» Your task: What you return must be every line from the beginning of the data through the line holding "box: [262, 233, 799, 257]", unchanged.

» Data for analysis:

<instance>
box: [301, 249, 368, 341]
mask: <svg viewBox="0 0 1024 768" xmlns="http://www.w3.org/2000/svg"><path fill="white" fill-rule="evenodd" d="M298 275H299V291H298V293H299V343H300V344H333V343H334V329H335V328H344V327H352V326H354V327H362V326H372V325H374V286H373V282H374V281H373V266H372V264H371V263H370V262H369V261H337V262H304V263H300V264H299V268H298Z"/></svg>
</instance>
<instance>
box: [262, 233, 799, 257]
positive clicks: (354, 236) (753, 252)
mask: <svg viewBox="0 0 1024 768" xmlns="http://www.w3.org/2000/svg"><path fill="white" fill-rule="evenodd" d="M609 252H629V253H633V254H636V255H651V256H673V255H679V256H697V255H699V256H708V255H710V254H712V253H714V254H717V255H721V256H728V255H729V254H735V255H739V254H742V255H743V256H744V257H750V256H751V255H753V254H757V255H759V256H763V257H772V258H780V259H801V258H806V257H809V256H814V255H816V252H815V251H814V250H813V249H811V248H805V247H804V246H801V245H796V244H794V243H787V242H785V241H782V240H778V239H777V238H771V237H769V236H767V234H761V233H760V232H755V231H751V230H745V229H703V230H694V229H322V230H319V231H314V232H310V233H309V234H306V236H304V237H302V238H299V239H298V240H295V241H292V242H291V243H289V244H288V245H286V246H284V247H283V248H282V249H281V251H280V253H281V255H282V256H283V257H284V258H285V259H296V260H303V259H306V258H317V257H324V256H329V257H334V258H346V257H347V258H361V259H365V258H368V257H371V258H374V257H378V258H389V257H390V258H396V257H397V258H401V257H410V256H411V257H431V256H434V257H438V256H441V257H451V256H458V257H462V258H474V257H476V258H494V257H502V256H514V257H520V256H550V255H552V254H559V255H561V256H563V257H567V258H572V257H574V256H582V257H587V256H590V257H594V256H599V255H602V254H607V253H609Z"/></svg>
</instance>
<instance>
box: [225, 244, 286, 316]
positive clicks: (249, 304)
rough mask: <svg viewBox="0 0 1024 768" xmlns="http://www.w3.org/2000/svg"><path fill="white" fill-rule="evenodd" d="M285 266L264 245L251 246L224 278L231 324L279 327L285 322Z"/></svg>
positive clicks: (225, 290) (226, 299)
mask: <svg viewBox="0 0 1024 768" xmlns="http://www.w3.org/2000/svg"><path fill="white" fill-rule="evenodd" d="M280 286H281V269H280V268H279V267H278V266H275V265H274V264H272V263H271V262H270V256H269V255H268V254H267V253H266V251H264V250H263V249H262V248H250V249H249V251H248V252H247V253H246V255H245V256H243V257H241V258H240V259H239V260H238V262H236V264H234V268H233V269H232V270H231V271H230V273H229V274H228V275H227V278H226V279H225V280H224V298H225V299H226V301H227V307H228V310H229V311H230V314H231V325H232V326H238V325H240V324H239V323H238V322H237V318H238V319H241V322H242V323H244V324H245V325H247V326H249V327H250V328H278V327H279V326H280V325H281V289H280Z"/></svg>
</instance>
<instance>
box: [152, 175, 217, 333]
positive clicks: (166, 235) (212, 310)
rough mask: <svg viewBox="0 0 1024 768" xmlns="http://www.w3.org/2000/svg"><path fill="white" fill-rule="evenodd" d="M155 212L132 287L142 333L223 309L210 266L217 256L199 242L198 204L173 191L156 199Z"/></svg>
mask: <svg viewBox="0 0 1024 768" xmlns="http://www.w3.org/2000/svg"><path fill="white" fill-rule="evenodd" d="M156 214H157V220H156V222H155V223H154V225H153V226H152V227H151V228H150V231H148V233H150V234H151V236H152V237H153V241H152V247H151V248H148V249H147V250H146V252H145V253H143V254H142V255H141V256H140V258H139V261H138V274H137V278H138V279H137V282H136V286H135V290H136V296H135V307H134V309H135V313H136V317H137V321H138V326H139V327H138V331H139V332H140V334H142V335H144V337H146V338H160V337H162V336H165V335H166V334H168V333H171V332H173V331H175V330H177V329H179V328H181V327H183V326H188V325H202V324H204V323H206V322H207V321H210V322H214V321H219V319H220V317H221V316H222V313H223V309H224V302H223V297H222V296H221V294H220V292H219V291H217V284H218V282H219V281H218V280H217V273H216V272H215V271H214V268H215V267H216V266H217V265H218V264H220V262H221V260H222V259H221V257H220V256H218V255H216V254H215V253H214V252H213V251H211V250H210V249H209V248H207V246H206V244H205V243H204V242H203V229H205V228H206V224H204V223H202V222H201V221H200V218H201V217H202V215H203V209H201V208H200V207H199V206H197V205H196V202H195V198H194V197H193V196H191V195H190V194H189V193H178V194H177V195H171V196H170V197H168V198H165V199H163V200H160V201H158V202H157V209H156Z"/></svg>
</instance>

» Answer:
<instance>
box: [301, 249, 368, 341]
mask: <svg viewBox="0 0 1024 768" xmlns="http://www.w3.org/2000/svg"><path fill="white" fill-rule="evenodd" d="M298 275H299V291H298V293H299V343H300V344H333V343H334V329H335V328H344V327H352V326H354V327H362V326H372V325H374V286H373V282H374V281H373V266H372V264H371V263H370V262H369V261H337V262H304V263H300V264H299V268H298Z"/></svg>
</instance>
<instance>
box: [262, 233, 799, 257]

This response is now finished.